→ Your goal:
The entries below contain a line with "Query: jacket button" and a line with "written like [184,265].". Quote exactly those two lines and all lines between them.
____ Dataset extract
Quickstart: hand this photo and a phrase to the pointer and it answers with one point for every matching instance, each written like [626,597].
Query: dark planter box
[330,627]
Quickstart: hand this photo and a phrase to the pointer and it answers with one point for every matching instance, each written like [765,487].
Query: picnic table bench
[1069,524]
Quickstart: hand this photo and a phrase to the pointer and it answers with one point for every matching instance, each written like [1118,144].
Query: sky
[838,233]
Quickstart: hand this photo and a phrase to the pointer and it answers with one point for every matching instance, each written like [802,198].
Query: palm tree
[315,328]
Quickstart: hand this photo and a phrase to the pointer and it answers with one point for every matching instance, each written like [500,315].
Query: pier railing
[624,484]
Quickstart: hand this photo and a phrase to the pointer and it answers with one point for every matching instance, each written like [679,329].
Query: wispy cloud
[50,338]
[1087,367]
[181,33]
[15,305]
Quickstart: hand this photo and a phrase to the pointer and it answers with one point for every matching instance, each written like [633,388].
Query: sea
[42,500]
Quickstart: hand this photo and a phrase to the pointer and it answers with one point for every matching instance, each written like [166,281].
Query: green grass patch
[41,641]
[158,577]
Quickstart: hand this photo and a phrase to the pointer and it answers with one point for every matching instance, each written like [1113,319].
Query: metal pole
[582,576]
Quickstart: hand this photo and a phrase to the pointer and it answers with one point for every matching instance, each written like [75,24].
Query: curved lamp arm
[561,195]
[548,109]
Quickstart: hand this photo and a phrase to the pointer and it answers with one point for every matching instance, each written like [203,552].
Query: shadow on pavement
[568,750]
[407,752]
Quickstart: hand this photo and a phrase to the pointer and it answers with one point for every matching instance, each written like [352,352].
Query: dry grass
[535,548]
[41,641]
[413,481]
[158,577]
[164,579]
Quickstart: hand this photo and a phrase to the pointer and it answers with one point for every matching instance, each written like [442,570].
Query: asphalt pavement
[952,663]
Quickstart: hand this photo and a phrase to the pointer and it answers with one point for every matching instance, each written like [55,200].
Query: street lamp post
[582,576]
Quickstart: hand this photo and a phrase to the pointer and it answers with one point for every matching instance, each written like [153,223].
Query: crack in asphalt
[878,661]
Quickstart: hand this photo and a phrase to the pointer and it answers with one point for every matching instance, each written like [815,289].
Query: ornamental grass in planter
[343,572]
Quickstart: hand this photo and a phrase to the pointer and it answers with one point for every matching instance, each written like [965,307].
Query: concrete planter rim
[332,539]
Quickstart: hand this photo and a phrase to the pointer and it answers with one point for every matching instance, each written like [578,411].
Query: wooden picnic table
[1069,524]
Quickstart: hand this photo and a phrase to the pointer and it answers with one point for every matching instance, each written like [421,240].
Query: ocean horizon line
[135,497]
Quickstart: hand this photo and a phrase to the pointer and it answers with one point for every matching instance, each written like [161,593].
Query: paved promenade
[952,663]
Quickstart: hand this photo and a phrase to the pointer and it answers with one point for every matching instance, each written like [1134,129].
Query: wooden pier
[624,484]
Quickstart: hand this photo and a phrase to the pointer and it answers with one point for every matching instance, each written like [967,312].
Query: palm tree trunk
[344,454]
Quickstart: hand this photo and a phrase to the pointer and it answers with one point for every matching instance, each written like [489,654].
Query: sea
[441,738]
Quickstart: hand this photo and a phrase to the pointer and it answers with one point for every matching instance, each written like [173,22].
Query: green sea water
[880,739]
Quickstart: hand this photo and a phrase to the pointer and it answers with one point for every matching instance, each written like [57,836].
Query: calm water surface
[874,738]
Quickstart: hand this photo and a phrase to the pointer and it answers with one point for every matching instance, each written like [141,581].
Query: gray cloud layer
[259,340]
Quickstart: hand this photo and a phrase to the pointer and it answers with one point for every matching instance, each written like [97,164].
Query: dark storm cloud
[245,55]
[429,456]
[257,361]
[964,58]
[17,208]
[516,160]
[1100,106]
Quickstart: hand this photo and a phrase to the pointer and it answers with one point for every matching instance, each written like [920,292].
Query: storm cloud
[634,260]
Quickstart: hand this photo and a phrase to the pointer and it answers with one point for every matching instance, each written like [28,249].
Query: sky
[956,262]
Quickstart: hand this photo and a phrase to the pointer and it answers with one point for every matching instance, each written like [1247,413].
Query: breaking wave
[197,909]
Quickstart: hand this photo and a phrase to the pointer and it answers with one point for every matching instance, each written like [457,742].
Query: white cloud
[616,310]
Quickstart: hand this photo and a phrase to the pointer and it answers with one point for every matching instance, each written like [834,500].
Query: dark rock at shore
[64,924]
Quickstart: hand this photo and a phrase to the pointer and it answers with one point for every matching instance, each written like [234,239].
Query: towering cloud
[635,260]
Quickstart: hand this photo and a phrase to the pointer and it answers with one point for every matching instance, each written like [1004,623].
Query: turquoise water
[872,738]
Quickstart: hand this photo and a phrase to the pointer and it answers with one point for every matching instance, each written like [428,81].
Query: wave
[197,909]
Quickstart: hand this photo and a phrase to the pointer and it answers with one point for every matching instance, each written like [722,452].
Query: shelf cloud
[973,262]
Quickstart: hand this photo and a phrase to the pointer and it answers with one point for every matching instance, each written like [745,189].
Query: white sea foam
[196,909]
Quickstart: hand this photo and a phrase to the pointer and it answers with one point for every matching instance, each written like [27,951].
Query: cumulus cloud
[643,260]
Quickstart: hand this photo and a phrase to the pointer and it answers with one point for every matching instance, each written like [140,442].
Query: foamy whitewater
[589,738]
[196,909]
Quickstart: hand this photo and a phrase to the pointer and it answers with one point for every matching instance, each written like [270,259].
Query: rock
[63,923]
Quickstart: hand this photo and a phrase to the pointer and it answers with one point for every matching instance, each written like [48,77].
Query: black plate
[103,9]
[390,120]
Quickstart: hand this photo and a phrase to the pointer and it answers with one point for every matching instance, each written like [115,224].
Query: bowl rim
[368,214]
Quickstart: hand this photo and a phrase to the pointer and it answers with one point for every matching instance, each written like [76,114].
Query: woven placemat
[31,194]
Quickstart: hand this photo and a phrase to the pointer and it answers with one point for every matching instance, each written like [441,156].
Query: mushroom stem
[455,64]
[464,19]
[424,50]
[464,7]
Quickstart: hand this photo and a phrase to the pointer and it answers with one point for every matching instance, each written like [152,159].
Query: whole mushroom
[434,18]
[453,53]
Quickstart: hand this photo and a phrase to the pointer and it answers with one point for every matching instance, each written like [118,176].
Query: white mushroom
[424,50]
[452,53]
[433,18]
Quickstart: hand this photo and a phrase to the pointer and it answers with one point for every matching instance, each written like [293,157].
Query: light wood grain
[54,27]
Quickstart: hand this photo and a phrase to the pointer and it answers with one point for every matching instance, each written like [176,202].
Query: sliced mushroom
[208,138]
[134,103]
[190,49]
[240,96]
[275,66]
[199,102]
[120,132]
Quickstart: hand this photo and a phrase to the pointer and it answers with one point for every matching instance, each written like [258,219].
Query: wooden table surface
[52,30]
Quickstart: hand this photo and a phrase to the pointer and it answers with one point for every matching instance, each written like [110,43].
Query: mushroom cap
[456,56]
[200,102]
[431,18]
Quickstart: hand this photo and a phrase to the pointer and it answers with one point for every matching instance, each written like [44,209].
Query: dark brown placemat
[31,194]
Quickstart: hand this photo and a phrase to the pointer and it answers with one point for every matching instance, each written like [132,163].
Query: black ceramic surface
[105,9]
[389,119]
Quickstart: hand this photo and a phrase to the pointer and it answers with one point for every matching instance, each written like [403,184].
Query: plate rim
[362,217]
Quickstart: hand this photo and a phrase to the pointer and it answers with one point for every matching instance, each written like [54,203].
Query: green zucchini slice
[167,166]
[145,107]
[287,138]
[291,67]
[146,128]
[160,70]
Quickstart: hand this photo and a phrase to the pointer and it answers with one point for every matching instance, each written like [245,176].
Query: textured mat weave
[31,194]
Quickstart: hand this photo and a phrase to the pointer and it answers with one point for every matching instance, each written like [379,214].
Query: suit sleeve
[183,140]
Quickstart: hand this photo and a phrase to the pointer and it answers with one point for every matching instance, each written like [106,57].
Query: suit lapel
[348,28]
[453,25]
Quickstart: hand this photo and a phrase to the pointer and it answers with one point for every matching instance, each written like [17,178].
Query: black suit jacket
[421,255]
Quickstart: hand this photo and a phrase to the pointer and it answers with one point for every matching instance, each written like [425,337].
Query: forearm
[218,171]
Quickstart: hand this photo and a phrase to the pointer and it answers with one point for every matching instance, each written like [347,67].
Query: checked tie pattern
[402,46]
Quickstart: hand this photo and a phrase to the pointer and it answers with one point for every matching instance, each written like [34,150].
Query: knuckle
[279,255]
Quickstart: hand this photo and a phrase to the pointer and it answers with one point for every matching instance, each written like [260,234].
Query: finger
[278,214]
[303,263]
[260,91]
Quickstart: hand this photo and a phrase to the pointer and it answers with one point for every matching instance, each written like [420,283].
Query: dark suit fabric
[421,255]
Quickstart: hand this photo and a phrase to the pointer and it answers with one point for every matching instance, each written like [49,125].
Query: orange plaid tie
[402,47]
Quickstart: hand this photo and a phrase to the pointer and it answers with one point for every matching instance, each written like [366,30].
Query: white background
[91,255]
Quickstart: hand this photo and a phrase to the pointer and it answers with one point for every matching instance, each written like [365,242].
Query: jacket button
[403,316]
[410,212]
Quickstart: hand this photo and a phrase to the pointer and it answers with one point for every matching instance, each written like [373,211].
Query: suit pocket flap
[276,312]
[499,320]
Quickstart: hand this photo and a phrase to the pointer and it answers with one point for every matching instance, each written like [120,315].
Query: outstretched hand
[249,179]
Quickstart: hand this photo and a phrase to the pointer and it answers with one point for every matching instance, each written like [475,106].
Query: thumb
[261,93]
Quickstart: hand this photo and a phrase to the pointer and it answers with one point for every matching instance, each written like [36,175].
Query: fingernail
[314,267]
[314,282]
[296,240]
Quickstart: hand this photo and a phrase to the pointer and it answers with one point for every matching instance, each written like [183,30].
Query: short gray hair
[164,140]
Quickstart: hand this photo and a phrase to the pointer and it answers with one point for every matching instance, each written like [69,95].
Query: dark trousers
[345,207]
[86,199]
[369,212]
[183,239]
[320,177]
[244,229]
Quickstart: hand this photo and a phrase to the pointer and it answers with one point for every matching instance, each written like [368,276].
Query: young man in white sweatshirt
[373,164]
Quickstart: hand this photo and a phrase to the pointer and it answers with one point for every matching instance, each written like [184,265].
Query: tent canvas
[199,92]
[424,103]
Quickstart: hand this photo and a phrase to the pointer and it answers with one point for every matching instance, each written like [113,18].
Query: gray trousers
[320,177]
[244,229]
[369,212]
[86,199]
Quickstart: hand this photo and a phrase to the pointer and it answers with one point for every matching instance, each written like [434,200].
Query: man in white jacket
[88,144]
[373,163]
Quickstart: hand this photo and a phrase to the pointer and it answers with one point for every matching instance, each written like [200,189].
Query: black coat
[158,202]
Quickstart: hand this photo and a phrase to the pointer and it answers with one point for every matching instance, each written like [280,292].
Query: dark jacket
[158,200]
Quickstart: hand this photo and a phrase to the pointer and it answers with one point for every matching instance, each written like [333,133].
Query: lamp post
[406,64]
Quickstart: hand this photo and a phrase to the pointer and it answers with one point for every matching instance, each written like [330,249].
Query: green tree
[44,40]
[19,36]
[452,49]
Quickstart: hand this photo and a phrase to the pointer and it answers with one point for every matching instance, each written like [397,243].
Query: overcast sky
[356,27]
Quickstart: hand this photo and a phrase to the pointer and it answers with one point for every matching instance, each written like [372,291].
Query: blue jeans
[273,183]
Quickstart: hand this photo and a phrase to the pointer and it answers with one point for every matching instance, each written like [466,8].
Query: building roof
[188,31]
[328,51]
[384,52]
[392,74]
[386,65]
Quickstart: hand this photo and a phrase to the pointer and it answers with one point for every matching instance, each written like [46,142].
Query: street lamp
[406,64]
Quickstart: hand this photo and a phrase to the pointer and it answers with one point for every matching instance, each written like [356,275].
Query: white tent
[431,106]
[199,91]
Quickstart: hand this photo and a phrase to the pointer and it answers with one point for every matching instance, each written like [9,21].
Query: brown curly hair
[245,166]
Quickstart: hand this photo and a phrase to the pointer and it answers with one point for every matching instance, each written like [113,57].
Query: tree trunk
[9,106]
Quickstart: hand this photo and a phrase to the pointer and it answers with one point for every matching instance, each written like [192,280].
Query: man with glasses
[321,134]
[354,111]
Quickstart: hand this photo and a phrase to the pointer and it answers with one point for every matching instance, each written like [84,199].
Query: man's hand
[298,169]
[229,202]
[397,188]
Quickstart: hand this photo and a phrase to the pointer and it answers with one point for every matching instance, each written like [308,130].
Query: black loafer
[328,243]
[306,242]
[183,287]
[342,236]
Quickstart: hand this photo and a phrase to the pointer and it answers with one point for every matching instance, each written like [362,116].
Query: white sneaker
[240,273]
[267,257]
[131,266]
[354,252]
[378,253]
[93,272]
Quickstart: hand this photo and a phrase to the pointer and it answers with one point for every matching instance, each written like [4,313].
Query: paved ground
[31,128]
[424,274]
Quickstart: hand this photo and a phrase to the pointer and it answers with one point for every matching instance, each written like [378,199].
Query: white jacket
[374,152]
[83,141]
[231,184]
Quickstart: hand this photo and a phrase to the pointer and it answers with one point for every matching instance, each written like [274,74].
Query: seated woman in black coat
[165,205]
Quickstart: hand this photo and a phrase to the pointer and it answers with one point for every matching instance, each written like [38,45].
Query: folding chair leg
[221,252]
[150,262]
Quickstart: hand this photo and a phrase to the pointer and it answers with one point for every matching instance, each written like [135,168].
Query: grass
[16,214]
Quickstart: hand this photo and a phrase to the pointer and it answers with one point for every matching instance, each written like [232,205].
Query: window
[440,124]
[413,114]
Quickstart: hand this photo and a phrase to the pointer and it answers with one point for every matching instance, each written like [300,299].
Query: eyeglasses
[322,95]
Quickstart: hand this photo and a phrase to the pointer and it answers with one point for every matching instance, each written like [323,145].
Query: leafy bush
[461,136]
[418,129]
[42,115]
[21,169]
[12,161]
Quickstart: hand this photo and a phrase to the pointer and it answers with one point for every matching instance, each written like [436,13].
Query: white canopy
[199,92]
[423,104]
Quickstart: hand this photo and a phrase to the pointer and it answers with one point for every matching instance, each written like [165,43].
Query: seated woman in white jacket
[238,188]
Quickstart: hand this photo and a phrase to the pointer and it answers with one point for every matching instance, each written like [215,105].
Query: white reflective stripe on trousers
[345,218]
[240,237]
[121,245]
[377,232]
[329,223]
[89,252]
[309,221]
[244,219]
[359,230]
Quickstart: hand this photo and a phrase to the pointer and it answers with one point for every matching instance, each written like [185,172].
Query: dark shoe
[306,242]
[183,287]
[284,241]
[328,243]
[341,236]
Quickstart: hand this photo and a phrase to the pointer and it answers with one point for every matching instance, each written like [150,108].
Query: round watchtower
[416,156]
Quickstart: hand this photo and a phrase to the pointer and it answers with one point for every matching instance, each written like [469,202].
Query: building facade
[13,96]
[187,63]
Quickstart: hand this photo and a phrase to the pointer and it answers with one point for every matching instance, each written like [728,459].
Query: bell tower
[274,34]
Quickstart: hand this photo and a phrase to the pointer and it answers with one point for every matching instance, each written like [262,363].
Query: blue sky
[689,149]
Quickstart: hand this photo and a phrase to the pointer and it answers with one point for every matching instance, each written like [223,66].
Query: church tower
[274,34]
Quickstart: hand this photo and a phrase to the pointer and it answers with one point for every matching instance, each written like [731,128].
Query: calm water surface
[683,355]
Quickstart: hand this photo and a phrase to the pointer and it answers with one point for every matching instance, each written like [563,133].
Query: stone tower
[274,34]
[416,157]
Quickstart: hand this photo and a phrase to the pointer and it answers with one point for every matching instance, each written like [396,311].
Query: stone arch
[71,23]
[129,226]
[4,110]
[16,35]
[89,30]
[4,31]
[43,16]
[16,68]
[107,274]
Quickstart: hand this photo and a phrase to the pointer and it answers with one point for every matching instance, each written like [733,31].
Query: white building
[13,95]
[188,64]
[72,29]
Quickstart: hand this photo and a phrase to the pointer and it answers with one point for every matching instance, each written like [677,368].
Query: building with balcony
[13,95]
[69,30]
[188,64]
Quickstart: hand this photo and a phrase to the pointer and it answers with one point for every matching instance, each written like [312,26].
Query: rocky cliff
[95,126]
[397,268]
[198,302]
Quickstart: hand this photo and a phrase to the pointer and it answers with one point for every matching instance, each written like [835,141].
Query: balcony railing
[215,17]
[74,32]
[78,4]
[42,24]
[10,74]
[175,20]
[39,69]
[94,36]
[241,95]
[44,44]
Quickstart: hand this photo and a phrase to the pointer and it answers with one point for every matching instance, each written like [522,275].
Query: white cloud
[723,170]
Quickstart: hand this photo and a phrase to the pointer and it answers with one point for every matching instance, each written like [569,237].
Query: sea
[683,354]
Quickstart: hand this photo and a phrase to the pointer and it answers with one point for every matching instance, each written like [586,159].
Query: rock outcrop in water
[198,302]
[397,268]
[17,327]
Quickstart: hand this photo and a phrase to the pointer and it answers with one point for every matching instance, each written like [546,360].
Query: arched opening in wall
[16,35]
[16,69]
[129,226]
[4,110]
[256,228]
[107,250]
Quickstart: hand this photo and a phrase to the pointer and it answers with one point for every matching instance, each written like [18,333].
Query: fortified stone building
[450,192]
________
→ Answer space:
Query: jacket button
[403,316]
[410,212]
Quickstart: hand this photo and a phrase to the pointer and it answers with one point for every matching instance, each written like [373,211].
Query: suit pocket flap
[276,312]
[499,320]
Quickstart: hand this photo and a phrase to the pointer and it answers with one point for every matching instance, each written like [120,315].
Query: outstretched hand
[249,179]
Quickstart: hand this photo and a phrase to the pointer and it answers with one point for every matching instance, each written like [475,106].
Query: thumb
[261,93]
Quickstart: hand this photo and a phrase to the pointer and it answers with one point for every matching instance, each written like [36,175].
Query: fingernail
[314,267]
[314,282]
[296,240]
Quickstart: hand this photo and a phrase to the pointer and it answers with one point for every matching instance, each written like [183,30].
Query: short gray hair
[164,140]
Quickstart: hand this photo and a phrase to the pointer and it answers with one point for every matching instance, each written like [69,95].
Query: dark trousers
[345,207]
[86,199]
[369,212]
[183,239]
[320,177]
[244,229]
Quickstart: hand this photo and a phrase to the pointer and it answers with one point for every matching instance, each written like [368,276].
Query: young man in white sweatshirt
[373,164]
Quickstart: hand this photo and a phrase to the pointer and it answers with one point for every matching instance, each written like [184,265].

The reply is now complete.